DATA SECTION:
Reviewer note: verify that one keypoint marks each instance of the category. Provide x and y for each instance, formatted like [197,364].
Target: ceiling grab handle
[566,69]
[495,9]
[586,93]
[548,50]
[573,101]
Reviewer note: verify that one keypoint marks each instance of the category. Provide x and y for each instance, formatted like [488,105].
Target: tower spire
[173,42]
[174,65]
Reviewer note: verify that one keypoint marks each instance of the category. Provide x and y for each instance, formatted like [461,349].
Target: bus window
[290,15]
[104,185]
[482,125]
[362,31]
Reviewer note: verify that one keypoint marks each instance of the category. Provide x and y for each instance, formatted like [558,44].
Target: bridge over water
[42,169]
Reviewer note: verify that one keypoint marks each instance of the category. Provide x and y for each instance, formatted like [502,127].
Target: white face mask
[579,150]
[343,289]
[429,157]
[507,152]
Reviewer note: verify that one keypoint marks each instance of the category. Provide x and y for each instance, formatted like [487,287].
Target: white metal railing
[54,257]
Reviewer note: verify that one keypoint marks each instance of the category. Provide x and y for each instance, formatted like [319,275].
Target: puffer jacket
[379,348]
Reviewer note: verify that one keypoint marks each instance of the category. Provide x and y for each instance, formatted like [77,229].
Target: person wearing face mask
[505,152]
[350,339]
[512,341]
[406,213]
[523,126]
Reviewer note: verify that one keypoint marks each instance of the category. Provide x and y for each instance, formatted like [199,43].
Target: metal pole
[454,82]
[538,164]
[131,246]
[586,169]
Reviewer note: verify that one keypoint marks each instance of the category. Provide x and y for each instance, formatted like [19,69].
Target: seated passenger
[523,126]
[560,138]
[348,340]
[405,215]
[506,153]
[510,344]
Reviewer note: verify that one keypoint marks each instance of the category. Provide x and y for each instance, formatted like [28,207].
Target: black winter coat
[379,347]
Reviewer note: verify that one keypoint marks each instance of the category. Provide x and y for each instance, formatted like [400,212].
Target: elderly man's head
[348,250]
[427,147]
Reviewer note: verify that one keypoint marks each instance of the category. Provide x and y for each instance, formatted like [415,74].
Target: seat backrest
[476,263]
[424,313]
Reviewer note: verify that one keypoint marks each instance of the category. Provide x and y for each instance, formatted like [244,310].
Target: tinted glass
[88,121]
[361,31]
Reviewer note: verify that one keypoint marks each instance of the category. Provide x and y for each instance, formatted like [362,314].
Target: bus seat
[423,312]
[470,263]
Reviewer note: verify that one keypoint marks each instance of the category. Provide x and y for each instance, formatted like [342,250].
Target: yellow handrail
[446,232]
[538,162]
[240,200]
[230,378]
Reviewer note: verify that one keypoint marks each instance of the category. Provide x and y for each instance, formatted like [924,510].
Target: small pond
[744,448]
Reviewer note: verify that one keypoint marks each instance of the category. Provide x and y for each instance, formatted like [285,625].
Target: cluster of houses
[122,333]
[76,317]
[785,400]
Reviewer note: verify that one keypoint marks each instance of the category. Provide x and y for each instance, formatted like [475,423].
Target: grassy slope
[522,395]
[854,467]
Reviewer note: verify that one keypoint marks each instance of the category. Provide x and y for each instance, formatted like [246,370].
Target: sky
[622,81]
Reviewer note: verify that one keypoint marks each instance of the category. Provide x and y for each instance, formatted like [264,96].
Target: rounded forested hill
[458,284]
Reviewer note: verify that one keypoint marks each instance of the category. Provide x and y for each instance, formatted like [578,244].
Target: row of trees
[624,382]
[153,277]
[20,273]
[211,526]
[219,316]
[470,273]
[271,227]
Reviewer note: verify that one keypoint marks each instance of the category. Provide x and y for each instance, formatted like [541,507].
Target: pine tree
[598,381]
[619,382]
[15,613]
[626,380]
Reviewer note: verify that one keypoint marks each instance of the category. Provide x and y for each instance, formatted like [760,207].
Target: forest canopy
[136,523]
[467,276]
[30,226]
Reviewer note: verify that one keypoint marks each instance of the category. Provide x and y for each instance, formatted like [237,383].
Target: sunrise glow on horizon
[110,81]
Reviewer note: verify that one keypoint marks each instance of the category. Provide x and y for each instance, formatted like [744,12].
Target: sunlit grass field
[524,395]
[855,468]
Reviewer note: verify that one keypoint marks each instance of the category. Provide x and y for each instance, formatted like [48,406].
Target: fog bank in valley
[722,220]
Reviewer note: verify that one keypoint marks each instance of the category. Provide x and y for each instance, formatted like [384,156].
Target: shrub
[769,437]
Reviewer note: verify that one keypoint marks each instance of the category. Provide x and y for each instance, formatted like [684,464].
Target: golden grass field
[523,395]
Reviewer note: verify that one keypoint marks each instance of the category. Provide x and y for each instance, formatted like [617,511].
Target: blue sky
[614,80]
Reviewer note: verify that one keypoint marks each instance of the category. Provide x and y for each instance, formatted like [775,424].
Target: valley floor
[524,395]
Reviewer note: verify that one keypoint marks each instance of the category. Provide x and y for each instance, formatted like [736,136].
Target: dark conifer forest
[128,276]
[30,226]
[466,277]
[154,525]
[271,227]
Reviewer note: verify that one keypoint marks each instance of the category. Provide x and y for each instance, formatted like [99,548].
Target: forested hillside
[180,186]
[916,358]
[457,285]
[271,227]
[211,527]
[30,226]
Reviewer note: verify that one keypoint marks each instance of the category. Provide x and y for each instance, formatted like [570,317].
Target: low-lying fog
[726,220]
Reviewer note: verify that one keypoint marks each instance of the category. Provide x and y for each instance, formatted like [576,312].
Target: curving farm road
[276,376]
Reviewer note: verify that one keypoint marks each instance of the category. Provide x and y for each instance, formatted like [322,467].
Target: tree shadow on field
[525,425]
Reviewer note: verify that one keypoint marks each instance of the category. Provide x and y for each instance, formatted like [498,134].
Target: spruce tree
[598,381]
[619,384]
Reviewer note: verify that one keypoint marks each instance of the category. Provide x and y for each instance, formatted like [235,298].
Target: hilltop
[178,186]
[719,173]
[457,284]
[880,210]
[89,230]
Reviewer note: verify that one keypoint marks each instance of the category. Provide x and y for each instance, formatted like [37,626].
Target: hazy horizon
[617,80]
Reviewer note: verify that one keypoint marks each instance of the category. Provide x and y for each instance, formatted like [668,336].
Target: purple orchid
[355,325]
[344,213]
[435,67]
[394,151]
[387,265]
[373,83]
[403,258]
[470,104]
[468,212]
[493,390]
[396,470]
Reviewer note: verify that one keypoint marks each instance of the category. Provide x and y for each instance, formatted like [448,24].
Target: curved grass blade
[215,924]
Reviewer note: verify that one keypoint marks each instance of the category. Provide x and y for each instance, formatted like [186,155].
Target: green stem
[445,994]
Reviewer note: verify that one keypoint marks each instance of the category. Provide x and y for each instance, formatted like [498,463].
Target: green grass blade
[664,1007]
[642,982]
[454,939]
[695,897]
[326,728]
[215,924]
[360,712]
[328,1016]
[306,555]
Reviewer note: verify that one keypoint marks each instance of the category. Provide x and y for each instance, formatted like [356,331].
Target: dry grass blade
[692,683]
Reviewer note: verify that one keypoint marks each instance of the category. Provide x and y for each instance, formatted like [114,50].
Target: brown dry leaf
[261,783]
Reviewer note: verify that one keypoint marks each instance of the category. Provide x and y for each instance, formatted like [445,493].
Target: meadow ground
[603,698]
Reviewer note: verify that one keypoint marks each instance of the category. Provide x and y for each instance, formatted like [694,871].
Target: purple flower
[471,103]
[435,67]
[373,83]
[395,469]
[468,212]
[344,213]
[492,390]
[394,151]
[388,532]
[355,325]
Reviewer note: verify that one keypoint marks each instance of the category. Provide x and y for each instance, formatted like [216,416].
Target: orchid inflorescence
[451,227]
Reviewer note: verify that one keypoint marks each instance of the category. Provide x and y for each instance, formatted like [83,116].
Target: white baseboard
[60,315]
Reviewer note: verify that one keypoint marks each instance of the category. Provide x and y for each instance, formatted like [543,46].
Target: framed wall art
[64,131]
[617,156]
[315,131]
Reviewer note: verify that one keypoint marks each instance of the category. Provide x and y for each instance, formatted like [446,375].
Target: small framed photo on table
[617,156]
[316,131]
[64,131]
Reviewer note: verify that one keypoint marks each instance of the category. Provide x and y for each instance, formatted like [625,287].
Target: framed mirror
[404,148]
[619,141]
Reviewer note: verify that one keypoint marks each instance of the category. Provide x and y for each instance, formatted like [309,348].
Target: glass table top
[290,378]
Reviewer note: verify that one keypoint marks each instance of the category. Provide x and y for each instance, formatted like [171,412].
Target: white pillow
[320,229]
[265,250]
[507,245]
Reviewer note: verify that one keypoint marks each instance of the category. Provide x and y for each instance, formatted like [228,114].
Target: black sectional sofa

WHAT TO DO: Extract the closing run of lines, starting with the one containing "formatted like [694,871]." and ending at the last, exactly as written.

ANSWER FOR THE TASK:
Reviewer note: verify that one keypoint marks each instance of the category. Provide x and y for each instance, formatted like [694,871].
Target: purple flower
[471,103]
[435,67]
[373,83]
[395,469]
[468,212]
[344,213]
[492,390]
[394,151]
[388,532]
[355,325]
Reviewer note: verify that one keypoint marks each instance of the category. Provide x and y for each instance, formatted like [216,416].
Target: orchid inflorescence
[451,227]
Reviewer note: verify that one keypoint marks each instance of the category. Provide x and y for each instance, formatted like [83,116].
Target: white baseboard
[60,315]
Reviewer note: verify that one keypoint marks each instance of the category. Provide x and y for each instance, formatted like [543,46].
Target: framed wall art
[64,131]
[617,156]
[315,131]
Reviewer note: verify that one keypoint marks each instance of the category. Provide x and y for each instance, formatted like [446,375].
Target: small framed photo on table
[617,156]
[316,131]
[64,131]
Reviewer note: verify that one keypoint marks each instance of the category. Provide x and y for each instance, formatted like [625,287].
Target: framed mirror
[404,148]
[619,141]
Reviewer note: verify that one keypoint marks each instance of the category. Provide x and y for each instance, formatted like [309,348].
Target: glass table top
[290,378]
Reviewer note: verify that one keypoint marks each instance of the category. Provide x and y for each instance, formatted like [171,412].
Target: white pillow
[320,229]
[265,250]
[507,245]
Reviewer note: verify that one keypoint marks each instance of the category. Provide x and y for each instance, formatted like [228,114].
Target: black sectional sofa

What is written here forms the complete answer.